CONSIGNE A:
Dans la phrase du message de forum qui commence par « Aucun des anciens présidents du conseil », relevez toutes les catégories de personnalités dont il est dit qu'elles n'ont pas rejoint l'Angleterre ou l'Empire.
CONSIGNE B:
D'après le message de forum, où le Président de la République est-il resté ?
CONSIGNE C:
Recopiez fidèlement le passage du message de forum qui débute par les mots contenant « Le Président de la République est » et s'achève sur « aussi contre lui. ».

#### EXTRAIT CITÉ ####

Voilà une initiative intéressante à partir d'un fil qu'un "cavalier seul" a pas mal bouleversé depuis la semaine dernière.
Donc je me lance même si en modérateur débutant, je ne suis pas certain de m'y prendre correctement. Mes collègues rectifieront si nécessaire.
Lusi a écrit:Dans les pages précédentes est abordée la problématique de la légalité de « l’Etat Français » de Pétain et de la France Libre de De Gaulle.
Cela me semble propre au cas de la France et j’aimerais que nos amis étrangers, issues d’un pays également occupés nous donnent leurs avis, ressentis, comment cela s’est passé chez eux, … Bien évidemment les autres peuvent répondre aussi.
Pour moi le problème vient du fait que contrairement à la majorité des autres pays, le dirigeant et/ou son gouvernement n’a pas quitté le sol national pour rejoindre la Grande-Bretagne ou au moins l’Empire.
De plus, il me semble, qu’une des particularités de la France est d’avoir eu un changement de gouvernement juste avant l’armistice (ceci ayant aussi permit cela), ce qui fait qu’aucun membre de cet ancien gouvernement ; où qu’il soit ; n’avait plus, on va dire, la légitimité « légale » donnée par un gouvernement en activité.
Je ne sais si je suis compréhensible. Ce n’est bien évidemment pas une critique contre de Gaulle, ni une approbation de Pétain et de son gouvernement.
Aucun personnage du nouveau gouvernement légitime du moment (Président du conseil nommé par le Président de la République) n’a rejoint l’Angleterre.
Le Président de la République est resté en métropole. Aucun des anciens présidents du conseil, aucun des anciens ministres importants, aucun des deux présidents des chambres n’ont rejoints l’Angleterre ou l’Empire. Donc aucune personne n’apporte avec lui la légitimité (comme Président de la République) ou une représentativité importante.
Il ne reste en Angleterre pour représenter la France et continuer le combat au nom de celle-ci, qu’un général (à titre temporaire), simple sous-secrétaire d'Etat (donc pas grand-chose dans un gouvernement) et qui plus est d’un gouvernement qui n’est plus en exercice.
Donc la représentativité de celui-ci est dure à vendre aux alliés. Et de Gaulle est de Gaulle, sa personnalité a surement joué aussi contre lui.
Pour compliquer cette reconnaissance, l’Empire ne le reconnait pas et globalement suit le gouvernement Pétain. Les autres Etats reconnaissent le gouvernement Pétain.

#### ENTRÉES EXTRAITES ####

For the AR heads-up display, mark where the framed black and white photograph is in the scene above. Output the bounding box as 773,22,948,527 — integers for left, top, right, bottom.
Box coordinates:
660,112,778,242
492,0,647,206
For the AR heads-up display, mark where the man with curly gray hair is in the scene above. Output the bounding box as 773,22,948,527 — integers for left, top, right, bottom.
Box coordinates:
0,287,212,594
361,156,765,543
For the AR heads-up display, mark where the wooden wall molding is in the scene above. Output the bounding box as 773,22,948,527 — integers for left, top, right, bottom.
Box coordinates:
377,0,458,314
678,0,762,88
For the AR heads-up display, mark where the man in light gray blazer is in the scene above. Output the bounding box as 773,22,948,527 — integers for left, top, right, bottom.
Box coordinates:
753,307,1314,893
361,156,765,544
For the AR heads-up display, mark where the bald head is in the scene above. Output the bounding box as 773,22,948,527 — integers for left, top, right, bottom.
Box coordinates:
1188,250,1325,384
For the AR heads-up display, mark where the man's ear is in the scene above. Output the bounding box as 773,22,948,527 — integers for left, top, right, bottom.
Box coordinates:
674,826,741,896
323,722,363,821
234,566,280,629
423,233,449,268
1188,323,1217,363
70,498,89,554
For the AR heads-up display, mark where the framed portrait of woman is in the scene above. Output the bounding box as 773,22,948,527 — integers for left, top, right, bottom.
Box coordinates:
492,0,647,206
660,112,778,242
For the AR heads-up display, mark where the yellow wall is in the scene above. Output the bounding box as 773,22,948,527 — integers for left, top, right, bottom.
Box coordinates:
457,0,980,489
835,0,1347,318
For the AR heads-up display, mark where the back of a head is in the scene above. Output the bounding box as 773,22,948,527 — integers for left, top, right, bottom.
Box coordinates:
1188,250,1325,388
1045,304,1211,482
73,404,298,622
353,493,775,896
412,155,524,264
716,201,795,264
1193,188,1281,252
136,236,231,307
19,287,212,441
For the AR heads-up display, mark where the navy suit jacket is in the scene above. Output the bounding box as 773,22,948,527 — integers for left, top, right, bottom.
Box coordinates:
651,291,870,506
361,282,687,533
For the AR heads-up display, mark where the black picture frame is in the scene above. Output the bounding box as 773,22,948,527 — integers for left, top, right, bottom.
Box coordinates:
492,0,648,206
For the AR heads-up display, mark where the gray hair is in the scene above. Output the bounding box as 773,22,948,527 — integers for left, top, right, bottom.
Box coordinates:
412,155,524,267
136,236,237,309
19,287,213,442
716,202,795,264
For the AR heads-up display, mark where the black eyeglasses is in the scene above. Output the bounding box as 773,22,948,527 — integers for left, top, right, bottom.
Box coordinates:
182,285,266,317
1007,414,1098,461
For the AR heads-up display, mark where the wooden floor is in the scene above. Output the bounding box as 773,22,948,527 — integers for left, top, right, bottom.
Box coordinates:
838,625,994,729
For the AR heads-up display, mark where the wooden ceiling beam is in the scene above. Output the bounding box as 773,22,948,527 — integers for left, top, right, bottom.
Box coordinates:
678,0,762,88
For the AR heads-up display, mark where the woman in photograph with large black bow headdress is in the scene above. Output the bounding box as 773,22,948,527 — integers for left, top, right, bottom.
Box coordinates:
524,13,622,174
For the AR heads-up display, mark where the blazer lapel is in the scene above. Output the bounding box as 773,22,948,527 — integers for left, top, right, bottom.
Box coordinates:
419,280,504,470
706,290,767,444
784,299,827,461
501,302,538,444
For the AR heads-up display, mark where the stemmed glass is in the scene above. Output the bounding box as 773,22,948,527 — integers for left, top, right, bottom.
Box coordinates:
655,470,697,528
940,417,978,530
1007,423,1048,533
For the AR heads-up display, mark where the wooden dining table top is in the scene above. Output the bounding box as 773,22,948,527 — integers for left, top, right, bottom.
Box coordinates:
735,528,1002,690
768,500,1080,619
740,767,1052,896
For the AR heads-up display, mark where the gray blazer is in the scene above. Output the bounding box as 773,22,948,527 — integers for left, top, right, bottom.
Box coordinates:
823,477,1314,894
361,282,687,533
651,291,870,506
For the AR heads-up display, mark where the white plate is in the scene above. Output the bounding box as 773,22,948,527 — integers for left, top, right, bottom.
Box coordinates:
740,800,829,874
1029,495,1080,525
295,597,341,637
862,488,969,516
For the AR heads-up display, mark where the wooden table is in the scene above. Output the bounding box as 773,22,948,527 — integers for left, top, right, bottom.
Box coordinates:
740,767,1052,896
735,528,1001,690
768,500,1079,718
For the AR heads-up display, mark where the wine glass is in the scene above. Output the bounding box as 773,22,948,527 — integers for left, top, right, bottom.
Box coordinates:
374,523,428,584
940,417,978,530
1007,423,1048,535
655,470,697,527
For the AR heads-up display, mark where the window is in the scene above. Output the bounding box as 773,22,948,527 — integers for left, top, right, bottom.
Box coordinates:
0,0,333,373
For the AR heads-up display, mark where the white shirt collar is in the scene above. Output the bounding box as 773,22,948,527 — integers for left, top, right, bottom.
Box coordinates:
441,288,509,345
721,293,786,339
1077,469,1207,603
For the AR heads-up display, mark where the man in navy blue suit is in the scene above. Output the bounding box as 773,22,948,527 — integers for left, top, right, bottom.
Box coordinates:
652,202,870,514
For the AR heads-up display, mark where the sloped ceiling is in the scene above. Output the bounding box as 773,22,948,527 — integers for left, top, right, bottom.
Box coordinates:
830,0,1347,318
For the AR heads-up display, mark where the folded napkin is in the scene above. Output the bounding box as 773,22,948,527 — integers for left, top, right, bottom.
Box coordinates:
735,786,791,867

####

RÉPONSE RÉDIGÉE A:
- Les anciens présidents du conseil
- Les anciens ministres importants
- Les deux présidents des chambres

RÉPONSE RÉDIGÉE B:
En métropole.

RÉPONSE RÉDIGÉE C:
Le Président de la République est resté en métropole. Aucun des anciens présidents du conseil, aucun des anciens ministres importants, aucun des deux présidents des chambres n’ont rejoints l’Angleterre ou l’Empire. Donc aucune personne n’apporte avec lui la légitimité (comme Président de la République) ou une représentativité importante.
Il ne reste en Angleterre pour représenter la France et continuer le combat au nom de celle-ci, qu’un général (à titre temporaire), simple sous-secrétaire d'Etat (donc pas grand-chose dans un gouvernement) et qui plus est d’un gouvernement qui n’est plus en exercice.
Donc la représentativité de celui-ci est dure à vendre aux alliés. Et de Gaulle est de Gaulle, sa personnalité a surement joué aussi contre lui.